_Given data_:
○ ○ ○ ○

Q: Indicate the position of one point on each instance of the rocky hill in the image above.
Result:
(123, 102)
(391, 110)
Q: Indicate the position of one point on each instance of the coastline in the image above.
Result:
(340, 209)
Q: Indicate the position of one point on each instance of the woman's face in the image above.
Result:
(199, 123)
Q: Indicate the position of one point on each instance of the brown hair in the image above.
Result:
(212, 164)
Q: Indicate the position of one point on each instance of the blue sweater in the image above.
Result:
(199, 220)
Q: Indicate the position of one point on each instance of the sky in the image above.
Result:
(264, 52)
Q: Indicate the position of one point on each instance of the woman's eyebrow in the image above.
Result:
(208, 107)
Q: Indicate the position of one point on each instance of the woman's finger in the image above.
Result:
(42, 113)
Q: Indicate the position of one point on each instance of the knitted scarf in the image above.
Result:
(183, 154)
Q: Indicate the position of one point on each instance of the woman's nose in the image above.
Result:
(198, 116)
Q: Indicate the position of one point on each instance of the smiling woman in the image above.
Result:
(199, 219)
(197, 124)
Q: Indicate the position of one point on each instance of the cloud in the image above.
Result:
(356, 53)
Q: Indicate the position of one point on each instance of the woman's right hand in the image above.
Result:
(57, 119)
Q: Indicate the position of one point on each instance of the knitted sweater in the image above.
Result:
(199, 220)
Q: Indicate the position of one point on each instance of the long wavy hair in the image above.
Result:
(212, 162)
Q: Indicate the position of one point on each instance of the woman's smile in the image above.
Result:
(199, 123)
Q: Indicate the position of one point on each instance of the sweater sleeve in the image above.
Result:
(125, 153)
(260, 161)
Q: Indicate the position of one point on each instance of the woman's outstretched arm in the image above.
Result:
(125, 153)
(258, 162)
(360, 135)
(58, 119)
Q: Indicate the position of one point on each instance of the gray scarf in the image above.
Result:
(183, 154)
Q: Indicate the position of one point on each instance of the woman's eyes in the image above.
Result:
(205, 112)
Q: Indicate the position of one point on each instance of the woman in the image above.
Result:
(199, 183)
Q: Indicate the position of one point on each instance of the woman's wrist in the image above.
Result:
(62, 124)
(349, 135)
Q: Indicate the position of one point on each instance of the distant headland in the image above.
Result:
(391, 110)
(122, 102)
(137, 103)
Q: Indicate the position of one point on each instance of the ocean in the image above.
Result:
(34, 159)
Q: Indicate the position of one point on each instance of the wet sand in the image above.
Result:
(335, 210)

○ ○ ○ ○

_Exercise prompt_: Print out the listing in full, exactly as it appears.

_Response area_:
Q: Indicate the position of one point on each instance of the rocky hill in the image above.
Result:
(123, 102)
(391, 110)
Q: Indicate the position of one point on each instance of the coastline in the image above.
Result:
(340, 209)
Q: Indicate the position of one point on each instance of the woman's face in the image above.
Result:
(199, 123)
Q: Indicate the position of one point on each instance of the brown hair in the image above.
Result:
(212, 164)
Q: Indicate the position of one point on each instance of the blue sweater in the image above.
Result:
(199, 220)
Q: Indicate the position of one point on each instance of the sky in the image above.
Result:
(264, 52)
Q: Indicate the position of one point on each instance of the woman's eyebrow in the image above.
Result:
(208, 107)
Q: Indicate the position of one point on each instance of the woman's finger in the image above.
Result:
(42, 113)
Q: Indicate the position of one point on each instance of the knitted scarf in the image above.
Result:
(183, 154)
Q: Indicate the position of one point on each instance of the woman's nose in the image above.
Result:
(198, 116)
Q: Indicate the position of one point on each instance of the smiling woman in the image above.
Result:
(199, 219)
(197, 124)
Q: Indicate the position of one point on each instance of the cloud in the image above.
Result:
(356, 53)
Q: Indicate the position of one point on each instance of the woman's right hand in the image above.
Result:
(57, 119)
Q: Indicate the position of one point on each instance of the knitted sweater in the image above.
Result:
(199, 220)
Q: Indicate the position of one point on each instance of the long wavy hair in the image above.
Result:
(212, 162)
Q: Indicate the position of one point on each instance of the woman's smile in the image above.
Result:
(199, 123)
Q: Indicate the position of one point on each instance of the sweater sleeve in the image above.
Result:
(125, 153)
(260, 161)
Q: Indicate the position of one point on each instance of the woman's outstretched arm in the image above.
Result:
(125, 153)
(258, 162)
(360, 135)
(58, 119)
Q: Indicate the position of one point on each instance of the gray scarf in the image above.
Result:
(183, 154)
Q: Indicate the position of one point on each instance of the woman's eyes in the image above.
Result:
(205, 112)
Q: Indicate the position of one point on each instance of the woman in the image above.
Result:
(199, 183)
Q: Indicate the position of one point on each instance of the woman's wrist in the image above.
Result:
(62, 124)
(349, 135)
Q: Indicate the position of one point on each instance of the distant headland in the image above.
Result:
(391, 110)
(122, 102)
(137, 103)
Q: Indicate the position of one point on each instance of the ocean in the image above.
Result:
(34, 159)
Q: Indicate the position of one point on each instance of the wet sand in the image above.
Result:
(335, 210)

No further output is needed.